Don’t Just Lead By Example

“Lead by example.”

This cliché, constantly provided to new entrepreneurs and first-time CEOs, is often terrible advice for the heads of large organizations (or founders of startups that aspire to be large). What entrepreneurs usually gather from this recommendation is that they simply need to work their asses off, and their team will follow them.

This kind of ‘sprint and follow’ leadership works great for short-term objectives and small companies, where the passion and charisma of a leader can will a team to a win. The original ‘sprint and follow’ leaders were Braveheart-style warriors, where the objective was victory in a single battle and the alternative was near-certain death. But on a scale of leadership, these people would be categorized as Level 3 or Level 4 leaders.

‘Sprint and follow’ leaders achieve significant performance standards from their teams, but find their gains unscalable to larger projects or longer durations.

One of the hardest parts of being a product-oriented CEO is learning to lead the team from the sidelines, instead of trying to make every play themselves. Mark Zuckerberg once famously operated in the latter fashion, continuing to work in the bullpen and driving Facebook’s heads-down, developer-centric culture from the front.

In this structure, motivation is often extrinsic and reinforcement is often negative. Bill Gates, the top product CEO of his generation, spent much of the first five years of his Microsoft career directly leading the technical development, often jumping into action to redo work when his employees did not perform up to his standards (and then openly berating them for the errors).

“At various stages of the company I’ve had to learn new things. In the first five years I didn’t let any line of code get out of the company that I hadn’t reviewed, and most people’s code I didn’t like as well as mine, so I’d mostly just rewrite it.” 

— Bill Gates, October 13, 2005

Confession time: I am not a Level 5 leader. But I come to work at LabDoor every day focusing on the skills and will necessary to earn that title.

Work to do
**1)** Summarize the essay on leading by example in two sentences.
**2)** Write out the stretch of the essay on leading by example from "One of the hardest" through "from the front.", changing "bullpen" to "open office".

Information given
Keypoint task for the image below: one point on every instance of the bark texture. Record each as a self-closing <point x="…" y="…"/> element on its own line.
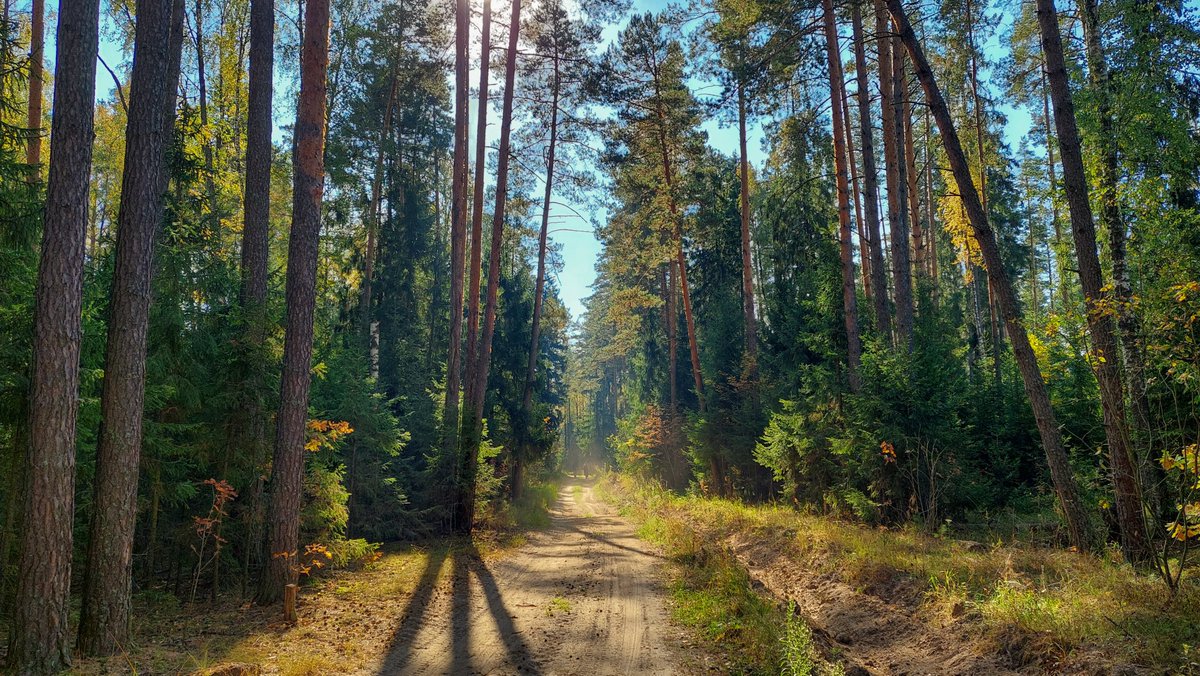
<point x="307" y="186"/>
<point x="1035" y="387"/>
<point x="457" y="226"/>
<point x="477" y="215"/>
<point x="1105" y="358"/>
<point x="849" y="297"/>
<point x="40" y="640"/>
<point x="36" y="60"/>
<point x="465" y="510"/>
<point x="751" y="329"/>
<point x="870" y="179"/>
<point x="105" y="618"/>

Responses in order
**1)** The essay argues that "lead by example," advice often given to new entrepreneurs and first-time CEOs, is frequently poor guidance for heads of large organizations. The hard-working "sprint and follow" style suits short-term goals and small companies but does not scale, so product-oriented CEOs must learn to lead from the sidelines, as seen in the early habits of Mark Zuckerberg and Bill Gates, who personally reviewed and rewrote his employees' code.

**2)**
One of the hardest parts of being a product-oriented CEO is learning to lead the team from the sidelines, instead of trying to make every play themselves. Mark Zuckerberg once famously operated in the latter fashion, continuing to work in the open office and driving Facebook’s heads-down, developer-centric culture from the front.